# [AIM]
Images are not part of the copy; write out the rest of the data exactly as given.

# [DATA TO PROCESS]
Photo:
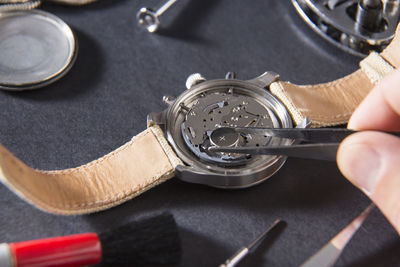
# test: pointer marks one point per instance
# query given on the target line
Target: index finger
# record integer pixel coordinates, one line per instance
(380, 110)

# [PROBLEM SOLUTION]
Photo:
# test: pointer marks one point per instance
# query given on the target line
Target: index finger
# record integer pixel coordinates, one line per instance
(380, 110)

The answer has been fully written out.